╭─ Material provided
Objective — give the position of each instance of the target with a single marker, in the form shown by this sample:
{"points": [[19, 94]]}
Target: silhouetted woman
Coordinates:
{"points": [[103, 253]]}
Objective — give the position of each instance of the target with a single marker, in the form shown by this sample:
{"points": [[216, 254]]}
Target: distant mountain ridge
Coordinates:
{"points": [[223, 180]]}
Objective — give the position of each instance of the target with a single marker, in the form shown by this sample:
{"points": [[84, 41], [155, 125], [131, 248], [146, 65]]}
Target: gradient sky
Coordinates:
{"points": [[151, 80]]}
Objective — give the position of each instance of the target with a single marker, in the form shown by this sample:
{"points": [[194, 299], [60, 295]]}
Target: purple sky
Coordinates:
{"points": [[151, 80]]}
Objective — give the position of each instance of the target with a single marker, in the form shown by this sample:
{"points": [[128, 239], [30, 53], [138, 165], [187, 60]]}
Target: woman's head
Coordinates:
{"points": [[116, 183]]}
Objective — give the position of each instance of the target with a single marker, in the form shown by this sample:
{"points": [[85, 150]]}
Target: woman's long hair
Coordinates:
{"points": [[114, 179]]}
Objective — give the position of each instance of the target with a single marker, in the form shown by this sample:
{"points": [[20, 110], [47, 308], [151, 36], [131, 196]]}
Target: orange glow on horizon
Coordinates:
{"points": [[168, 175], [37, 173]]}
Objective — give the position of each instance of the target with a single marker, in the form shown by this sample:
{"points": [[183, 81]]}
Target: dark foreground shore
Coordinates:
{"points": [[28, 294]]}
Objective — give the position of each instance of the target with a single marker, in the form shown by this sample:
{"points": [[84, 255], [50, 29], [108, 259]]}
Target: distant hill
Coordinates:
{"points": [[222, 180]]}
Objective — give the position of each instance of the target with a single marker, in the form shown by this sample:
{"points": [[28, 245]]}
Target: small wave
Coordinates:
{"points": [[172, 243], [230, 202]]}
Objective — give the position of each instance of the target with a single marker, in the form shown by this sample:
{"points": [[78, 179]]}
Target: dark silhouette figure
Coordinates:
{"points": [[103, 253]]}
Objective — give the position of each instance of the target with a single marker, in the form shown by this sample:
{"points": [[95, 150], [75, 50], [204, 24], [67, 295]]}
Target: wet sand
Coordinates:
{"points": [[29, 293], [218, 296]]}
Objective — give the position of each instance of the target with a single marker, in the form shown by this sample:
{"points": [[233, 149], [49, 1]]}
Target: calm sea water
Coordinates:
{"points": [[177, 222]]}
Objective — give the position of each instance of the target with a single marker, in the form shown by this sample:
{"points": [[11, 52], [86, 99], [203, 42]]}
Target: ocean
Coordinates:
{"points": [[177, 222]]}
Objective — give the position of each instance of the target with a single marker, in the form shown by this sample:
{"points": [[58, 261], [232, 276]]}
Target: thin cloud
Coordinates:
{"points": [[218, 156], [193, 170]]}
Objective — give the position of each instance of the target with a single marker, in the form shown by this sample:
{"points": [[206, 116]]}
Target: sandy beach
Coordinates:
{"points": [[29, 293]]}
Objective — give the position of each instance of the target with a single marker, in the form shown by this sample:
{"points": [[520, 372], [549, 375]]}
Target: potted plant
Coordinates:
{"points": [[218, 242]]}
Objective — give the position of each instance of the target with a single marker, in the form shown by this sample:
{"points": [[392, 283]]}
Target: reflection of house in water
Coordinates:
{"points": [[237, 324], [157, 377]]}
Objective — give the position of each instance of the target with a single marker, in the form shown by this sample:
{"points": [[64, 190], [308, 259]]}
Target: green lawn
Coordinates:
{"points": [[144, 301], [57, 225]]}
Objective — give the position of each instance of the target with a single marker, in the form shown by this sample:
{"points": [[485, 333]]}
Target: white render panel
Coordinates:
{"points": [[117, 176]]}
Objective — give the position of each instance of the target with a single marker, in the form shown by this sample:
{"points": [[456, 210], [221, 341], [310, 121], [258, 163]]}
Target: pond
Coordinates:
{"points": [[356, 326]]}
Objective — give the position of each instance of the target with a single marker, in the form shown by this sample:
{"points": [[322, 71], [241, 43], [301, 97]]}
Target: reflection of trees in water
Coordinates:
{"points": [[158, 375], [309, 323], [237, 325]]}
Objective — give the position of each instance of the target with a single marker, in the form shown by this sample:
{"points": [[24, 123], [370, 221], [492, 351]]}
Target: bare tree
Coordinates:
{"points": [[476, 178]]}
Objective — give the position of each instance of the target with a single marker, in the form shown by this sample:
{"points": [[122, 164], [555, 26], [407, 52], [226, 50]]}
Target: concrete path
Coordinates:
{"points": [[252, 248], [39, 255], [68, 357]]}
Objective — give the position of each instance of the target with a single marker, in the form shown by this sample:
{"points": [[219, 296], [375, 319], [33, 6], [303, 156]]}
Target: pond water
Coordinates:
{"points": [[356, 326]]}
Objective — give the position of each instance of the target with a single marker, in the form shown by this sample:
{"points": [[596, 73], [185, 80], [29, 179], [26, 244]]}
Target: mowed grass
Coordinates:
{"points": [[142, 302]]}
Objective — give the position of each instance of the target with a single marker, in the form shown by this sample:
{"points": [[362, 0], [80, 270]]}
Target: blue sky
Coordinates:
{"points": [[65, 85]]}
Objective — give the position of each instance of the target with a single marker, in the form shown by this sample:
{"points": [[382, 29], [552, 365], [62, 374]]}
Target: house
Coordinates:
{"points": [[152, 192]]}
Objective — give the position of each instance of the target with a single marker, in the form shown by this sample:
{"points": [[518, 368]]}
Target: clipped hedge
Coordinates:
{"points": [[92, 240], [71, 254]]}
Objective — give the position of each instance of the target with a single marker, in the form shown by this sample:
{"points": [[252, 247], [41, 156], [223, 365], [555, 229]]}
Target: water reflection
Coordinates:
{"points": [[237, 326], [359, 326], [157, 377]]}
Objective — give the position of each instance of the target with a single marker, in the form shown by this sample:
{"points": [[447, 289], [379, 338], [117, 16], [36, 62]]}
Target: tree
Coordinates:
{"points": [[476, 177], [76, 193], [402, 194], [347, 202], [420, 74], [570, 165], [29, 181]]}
╰─
* [Requirements]: Transcribe all the entries, keeping each one exactly as it is.

* [Final result]:
Objective — give the position of each instance of the target with a single marker, in the form shown by this sample:
{"points": [[19, 94]]}
Target: silhouetted woman
Coordinates:
{"points": [[103, 253]]}
Objective — give the position of each instance of the target with a single marker, in the form shown by this sample:
{"points": [[216, 254]]}
Target: distant mountain ridge
Coordinates:
{"points": [[223, 180]]}
Objective — give the position of each instance of the target with a single marker, in the form shown by this sample:
{"points": [[84, 41], [155, 125], [131, 248], [146, 65]]}
Target: gradient sky
Coordinates:
{"points": [[151, 80]]}
Objective — give the position of each instance of the target with a single marker, in the form shown by this sample:
{"points": [[194, 299], [60, 295]]}
Target: purple sky
Coordinates:
{"points": [[151, 80]]}
Objective — give the position of each instance of the target with a single marker, in the form shown by this sample:
{"points": [[128, 239], [30, 53], [138, 165], [187, 60]]}
Target: woman's head
Coordinates:
{"points": [[116, 183]]}
Objective — give the position of each instance of the target with a single marker, in the form shown by this sample:
{"points": [[85, 150]]}
Target: woman's long hair
Coordinates:
{"points": [[114, 179]]}
Objective — give the position of each instance of the target with a single marker, in the form shown by this sample:
{"points": [[20, 110], [47, 308], [151, 36], [131, 196]]}
Target: orange glow on horizon
Coordinates:
{"points": [[168, 175], [37, 173]]}
Objective — give the position of each instance of the target with a single marker, in the form shown by this sample:
{"points": [[183, 81]]}
Target: dark foreground shore
Coordinates:
{"points": [[28, 294]]}
Objective — give the position of each instance of the target with a single marker, in the form shown by this sample:
{"points": [[84, 255], [50, 29], [108, 259]]}
Target: distant hill
Coordinates:
{"points": [[222, 180]]}
Objective — give the position of each instance of the target with a single marker, in the form shown by this sample:
{"points": [[28, 245]]}
Target: small wave
Coordinates:
{"points": [[172, 243], [230, 202]]}
Objective — give the position of each instance of the target with a single marker, in the form shown by this sample:
{"points": [[78, 179]]}
Target: dark silhouette figure
Coordinates:
{"points": [[103, 253]]}
Objective — give the position of each instance of the target with a single marker, in the form shown by this sample:
{"points": [[95, 150], [75, 50], [204, 24], [67, 295]]}
Target: wet sand
Coordinates:
{"points": [[29, 293], [218, 296]]}
Objective — give the position of each instance of the target with a single marker, in the form shown by this sample:
{"points": [[233, 149], [49, 1]]}
Target: calm sea water
Coordinates:
{"points": [[177, 222]]}
Objective — give the position of each instance of the target with a single marker, in the form shown by this sample:
{"points": [[11, 52], [86, 99], [203, 42]]}
Target: ocean
Coordinates:
{"points": [[177, 222]]}
Objective — give the position of each instance of the target with a single marker, in the form shown by this sample:
{"points": [[58, 261], [232, 276]]}
Target: thin cloud
Coordinates:
{"points": [[218, 156], [193, 170]]}
Objective — give the position of each instance of the target with a single marker, in the form shown by this sample:
{"points": [[206, 116]]}
Target: sandy beach
Coordinates:
{"points": [[29, 293]]}
Objective — give the position of each instance of the target with a single marker, in the form shown by this sample:
{"points": [[520, 372], [549, 375]]}
Target: potted plant
Coordinates:
{"points": [[218, 242]]}
Objective — give the position of each instance of the target with a single marker, in the form shown by this sample:
{"points": [[392, 283]]}
Target: reflection of house in water
Coordinates:
{"points": [[237, 324], [157, 377]]}
Objective — give the position of each instance of the target with a single marker, in the form shown by this sample:
{"points": [[64, 190], [308, 259]]}
Target: green lawn
Coordinates:
{"points": [[144, 301], [57, 225]]}
Objective — give the position of each instance of the target with a single marker, in the form shown by this sample:
{"points": [[485, 333]]}
Target: white render panel
Coordinates:
{"points": [[117, 176]]}
Objective — give the position of each instance of the target with a single marker, in the form shown by this sample:
{"points": [[456, 210], [221, 341], [310, 121], [258, 163]]}
Target: pond
Coordinates:
{"points": [[356, 326]]}
Objective — give the position of each instance of the target with a single marker, in the form shown by this sample:
{"points": [[322, 71], [241, 43], [301, 97]]}
Target: reflection of trees in water
Coordinates:
{"points": [[158, 375], [309, 323], [237, 325]]}
Objective — give the position of each instance of the target with a single marker, in the form shown by this sample:
{"points": [[24, 123], [370, 221], [492, 351]]}
Target: bare tree
Coordinates:
{"points": [[476, 178]]}
Objective — give the position of each instance of the target with a single marker, in the form shown by this sample:
{"points": [[122, 164], [555, 26], [407, 52], [226, 50]]}
Target: concrete path
Coordinates:
{"points": [[252, 248], [39, 255], [68, 357]]}
Objective — give the position of each instance of the target with a single marker, in the form shown by this sample:
{"points": [[219, 296], [375, 319], [33, 6], [303, 156]]}
Target: pond water
Coordinates:
{"points": [[356, 326]]}
Objective — give the position of each instance of the target with a single marker, in the form shown by this sample:
{"points": [[596, 73], [185, 80], [29, 179], [26, 244]]}
Target: mowed grass
Coordinates:
{"points": [[142, 302]]}
Objective — give the position of each instance of the target with a single marker, in the form shown by this sample:
{"points": [[362, 0], [80, 270]]}
Target: blue sky
Coordinates:
{"points": [[65, 85]]}
Objective — give the position of each instance of the target with a single marker, in the form shown by this sample:
{"points": [[382, 29], [552, 365], [62, 374]]}
Target: house
Coordinates:
{"points": [[152, 192]]}
Objective — give the position of each instance of the target with a single marker, in the form shown by this sample:
{"points": [[518, 368]]}
Target: clipped hedge
Coordinates:
{"points": [[92, 240], [71, 254]]}
Objective — give the position of each instance of the target with a single marker, in the form shown by this sample:
{"points": [[252, 247], [41, 156], [223, 365], [555, 229]]}
Target: water reflection
Coordinates:
{"points": [[237, 326], [359, 326], [157, 377]]}
Objective — give the position of each instance of the target with a single marker, in the form shown by this sample:
{"points": [[447, 289], [379, 338], [117, 16], [36, 62]]}
Target: tree
Coordinates:
{"points": [[476, 177], [76, 193], [402, 194], [347, 202], [420, 74], [570, 165], [29, 181]]}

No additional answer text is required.